- STATED TASK: Copy out every line of the items, from the line containing "Where can you spot the dresser drawer?" through the end of the items, shifting each coordinate in the answers by -94. Leave all other numbers unchanged.

== MATERIAL PROVIDED

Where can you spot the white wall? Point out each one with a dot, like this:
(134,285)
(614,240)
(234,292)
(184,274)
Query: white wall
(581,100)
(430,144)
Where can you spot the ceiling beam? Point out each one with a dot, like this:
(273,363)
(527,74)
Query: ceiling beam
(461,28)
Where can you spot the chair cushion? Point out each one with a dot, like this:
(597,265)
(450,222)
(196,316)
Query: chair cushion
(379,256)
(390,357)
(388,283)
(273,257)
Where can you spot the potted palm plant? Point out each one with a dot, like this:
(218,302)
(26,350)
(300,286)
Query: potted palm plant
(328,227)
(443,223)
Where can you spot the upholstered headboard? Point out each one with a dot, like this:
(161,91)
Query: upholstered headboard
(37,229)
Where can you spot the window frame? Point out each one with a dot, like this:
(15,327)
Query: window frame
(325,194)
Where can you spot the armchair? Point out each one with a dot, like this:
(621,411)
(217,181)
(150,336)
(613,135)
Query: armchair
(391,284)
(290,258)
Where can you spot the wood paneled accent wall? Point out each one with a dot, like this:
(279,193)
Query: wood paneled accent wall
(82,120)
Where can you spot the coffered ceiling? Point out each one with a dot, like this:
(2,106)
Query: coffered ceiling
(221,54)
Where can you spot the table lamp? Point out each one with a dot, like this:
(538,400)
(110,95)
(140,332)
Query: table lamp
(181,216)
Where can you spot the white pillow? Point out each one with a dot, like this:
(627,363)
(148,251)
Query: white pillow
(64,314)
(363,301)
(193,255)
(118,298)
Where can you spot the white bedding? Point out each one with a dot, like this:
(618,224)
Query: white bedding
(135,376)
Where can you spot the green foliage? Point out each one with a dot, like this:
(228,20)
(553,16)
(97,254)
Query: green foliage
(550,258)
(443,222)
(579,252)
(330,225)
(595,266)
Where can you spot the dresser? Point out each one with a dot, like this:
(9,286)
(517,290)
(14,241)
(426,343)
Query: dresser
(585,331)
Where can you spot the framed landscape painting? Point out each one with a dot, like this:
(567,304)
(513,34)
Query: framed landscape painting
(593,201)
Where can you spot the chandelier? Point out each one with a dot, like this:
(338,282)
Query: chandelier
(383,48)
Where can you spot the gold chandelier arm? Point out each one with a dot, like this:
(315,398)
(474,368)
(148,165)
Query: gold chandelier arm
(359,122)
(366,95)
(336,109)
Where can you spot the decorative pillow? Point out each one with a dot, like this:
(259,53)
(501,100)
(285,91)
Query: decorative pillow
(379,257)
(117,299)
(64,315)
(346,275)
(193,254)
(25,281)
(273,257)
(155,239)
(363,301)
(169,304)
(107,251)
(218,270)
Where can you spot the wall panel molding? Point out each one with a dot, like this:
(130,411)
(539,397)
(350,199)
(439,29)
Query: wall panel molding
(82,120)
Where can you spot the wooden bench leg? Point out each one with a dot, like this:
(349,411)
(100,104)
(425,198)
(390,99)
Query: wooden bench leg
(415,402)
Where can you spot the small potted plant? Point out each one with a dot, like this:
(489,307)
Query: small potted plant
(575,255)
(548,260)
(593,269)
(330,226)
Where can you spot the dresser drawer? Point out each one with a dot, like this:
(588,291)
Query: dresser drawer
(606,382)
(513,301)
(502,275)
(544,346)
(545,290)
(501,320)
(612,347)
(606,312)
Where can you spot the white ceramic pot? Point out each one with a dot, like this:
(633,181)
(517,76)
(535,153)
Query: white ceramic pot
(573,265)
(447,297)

====

- RESULT OF THIS TASK:
Where can you spot the dresser drawer? Point out each one with a dot, like this:
(588,291)
Query: dresser drawer
(512,288)
(419,207)
(408,181)
(450,252)
(451,196)
(407,226)
(518,253)
(512,218)
Where can you spot the white ceramic pot? Point out each one with a dot, like this:
(633,181)
(517,76)
(535,153)
Query: white ceramic pot
(479,171)
(353,203)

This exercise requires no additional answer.